Instrucción 1: Filtra el listado y copia cada línea en la que aparezca la palabra "window".

Fragmento del documento:
_____

Gobernar por el reino de Cristo, exigencia de la ley divina (y III)

Los carlistas no reducimos el Reino de Dios a algo temporal, pero lo temporal sólo puede cumplir con su propósito cuando está integrado en el Reino de Dios

La Visión de la Cruz, taller de Rafael (1520-1524)

Habiendo contestado a lo primero, respondamos a la segunda objeción. Ésta argumenta que seguir a Cristo no implica obligaciones políticas de ningún tipo, ya que, de ser así, Cristo habría fundado una comunidad política, con su ejército y su autoridad terrenal. Como la Iglesia fundada por Jesucristo no es ésto, parecería que el Reino de Dios no tiene una dimensión política («Mi reino no es de este mundo»), sino es algo que se vive, en un primer momento, en la vida privada de cada uno y, en un segundo momento, tras el fin de nuestra vida terrenal. Esto viene a reflejar perfectamente la visión de Lutero: «porque su reino no es de la tierra ni sobre lo terreno, sino que es rey de bienes espirituales como la verdad, la sabiduría, la paz, el gozo, la bienaventuranza, etc. (…) De donde se deduce que su gobierno es espiritual e invisible» [1].

El protestantismo y el liberalismo, entonando esta visión, sólo expresan diferentes versiones de una misma herejía: el gnosticismo. Éste es un error que existe desde los inicios del cristianismo, y que San Irineo ya denunciaba en su obra Adversus haereses. La otra gran herejía que denuncia es el llamado ebionismo. Si el gnositicismo separa radicalmente al Reino de Dios del poder terrenal, el ebionismo, propio de los judíos que crucificaron a Cristo, reduce el Reino de Dios a una mera utopía política, el Israel del mesías judaico. Respondamos al error gnóstico-protestante, distinguiéndonos del error judeo-ebionita.

Lo que está claro es que el Reino de Dios al que estamos llamados es mucho más que una realidad política. Es el gobierno de todo lo creado, desde los objetos inanimados hasta los humanos y los ángeles. Este gobierno se da por medio del Espíritu Santo, que vivifica y mueve a todos los elementos de forma que reflejen al Logos; el Hijo, la imagen perfecta del Padre. Nosotros también podemos ser parte de este Reino si abrimos nuestro corazón a la gracia del Espíritu, para que encienda en nosotros la caridad que nos apresta al orden de Dios desde dentro y nos hace a imagen del Hijo, en unión con el Padre. Si las comunidades políticas nos vinculan únicamente entre seres humanos, el Reino de Dios es una comunión perfecta tanto entre las personas como entre la humanidad y Dios. El trono de Cristo, siempre descrito como una cima rodeada de los ángeles y los santos, es llamado «el monte de la congregación», o monte de la Ekklesia. Así, el Reino de Dios es, muy principalmente, Su Iglesia (militante, purgante y triunfante).

_____

Listado de la tarea:

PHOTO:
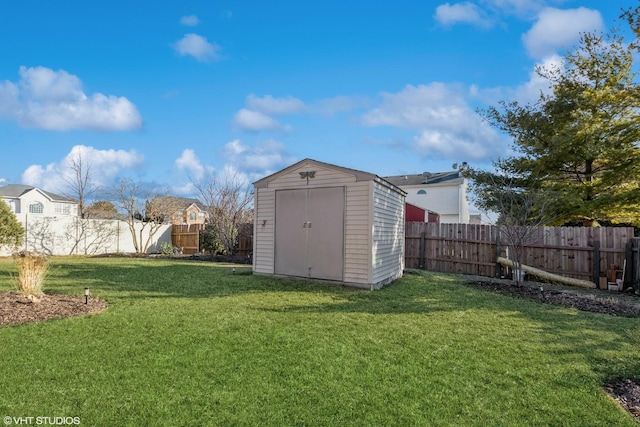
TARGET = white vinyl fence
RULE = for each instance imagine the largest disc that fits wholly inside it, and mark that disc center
(67, 235)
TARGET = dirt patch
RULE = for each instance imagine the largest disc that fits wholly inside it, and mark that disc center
(618, 304)
(16, 309)
(625, 391)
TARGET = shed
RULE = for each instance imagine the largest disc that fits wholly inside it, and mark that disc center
(321, 221)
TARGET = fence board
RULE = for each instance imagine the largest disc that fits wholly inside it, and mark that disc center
(473, 248)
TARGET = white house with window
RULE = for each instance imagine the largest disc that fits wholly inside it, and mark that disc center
(25, 201)
(442, 192)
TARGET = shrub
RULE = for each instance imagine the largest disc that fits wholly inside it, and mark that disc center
(32, 269)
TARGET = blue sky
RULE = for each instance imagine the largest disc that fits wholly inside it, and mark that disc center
(164, 91)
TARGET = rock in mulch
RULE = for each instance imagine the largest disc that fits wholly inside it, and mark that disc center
(17, 309)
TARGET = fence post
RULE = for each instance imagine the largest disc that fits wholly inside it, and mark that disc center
(596, 263)
(498, 253)
(422, 249)
(635, 264)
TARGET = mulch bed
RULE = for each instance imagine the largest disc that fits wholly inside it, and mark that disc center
(625, 391)
(16, 309)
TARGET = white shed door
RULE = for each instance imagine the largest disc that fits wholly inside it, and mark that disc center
(310, 233)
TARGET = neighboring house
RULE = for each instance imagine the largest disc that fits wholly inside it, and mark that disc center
(189, 211)
(417, 214)
(25, 200)
(443, 192)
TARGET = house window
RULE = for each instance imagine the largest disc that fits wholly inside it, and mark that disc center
(36, 207)
(62, 208)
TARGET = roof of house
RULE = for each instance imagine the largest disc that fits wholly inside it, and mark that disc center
(426, 178)
(14, 191)
(184, 202)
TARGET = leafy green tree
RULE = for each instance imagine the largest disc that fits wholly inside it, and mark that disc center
(11, 231)
(580, 144)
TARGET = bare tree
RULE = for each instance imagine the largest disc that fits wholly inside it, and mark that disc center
(144, 211)
(228, 202)
(521, 212)
(79, 185)
(86, 234)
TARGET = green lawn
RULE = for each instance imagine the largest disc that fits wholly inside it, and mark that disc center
(192, 344)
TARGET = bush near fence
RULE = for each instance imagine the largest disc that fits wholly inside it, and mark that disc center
(585, 253)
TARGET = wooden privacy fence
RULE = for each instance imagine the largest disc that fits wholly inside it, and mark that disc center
(187, 237)
(586, 253)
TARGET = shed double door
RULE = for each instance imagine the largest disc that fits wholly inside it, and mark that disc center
(309, 238)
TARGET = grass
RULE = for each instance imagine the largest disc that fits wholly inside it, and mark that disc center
(187, 343)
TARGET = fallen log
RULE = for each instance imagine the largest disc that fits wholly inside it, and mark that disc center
(549, 276)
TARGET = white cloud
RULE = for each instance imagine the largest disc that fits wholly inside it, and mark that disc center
(103, 167)
(250, 120)
(521, 8)
(266, 157)
(190, 162)
(198, 47)
(190, 20)
(466, 12)
(446, 124)
(275, 106)
(55, 100)
(557, 29)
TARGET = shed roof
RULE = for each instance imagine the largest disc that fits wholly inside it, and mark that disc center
(359, 175)
(426, 178)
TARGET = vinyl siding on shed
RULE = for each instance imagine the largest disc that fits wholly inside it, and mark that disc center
(373, 221)
(264, 235)
(357, 233)
(388, 234)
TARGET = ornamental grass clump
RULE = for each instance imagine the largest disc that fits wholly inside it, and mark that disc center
(32, 268)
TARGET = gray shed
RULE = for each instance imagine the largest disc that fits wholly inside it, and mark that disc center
(321, 221)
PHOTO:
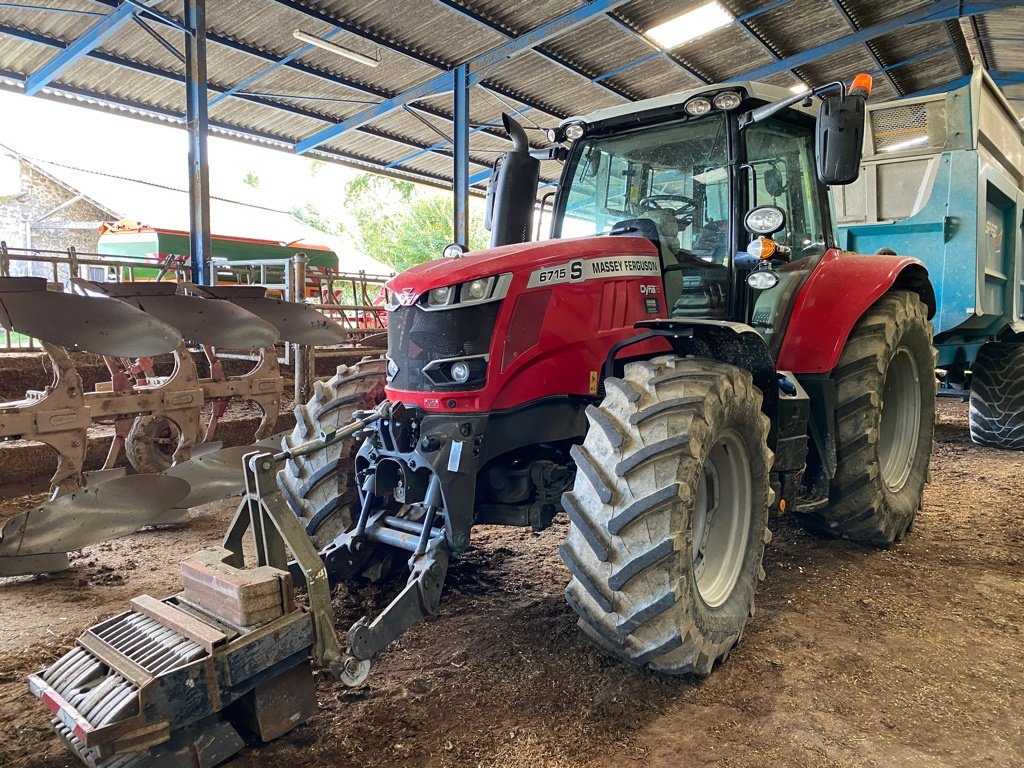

_____

Instrucción 2:
Contesta estas preguntas a partir del fragmento:
(a) ¿En qué obra denunciaba San Irineo el gnosticismo?
(b) ¿Qué nombre recibe el trono de Cristo?
(c) ¿A qué taller se atribuye La Visión de la Cruz?

Respuesta correcta 1:
TARGET = white house with window
TARGET = house window

Respuesta correcta 2:
(a) En su obra Adversus haereses.
(b) Se le llama «el monte de la congregación», o monte de la Ekklesia.
(c) Al taller de Rafael (1520-1524).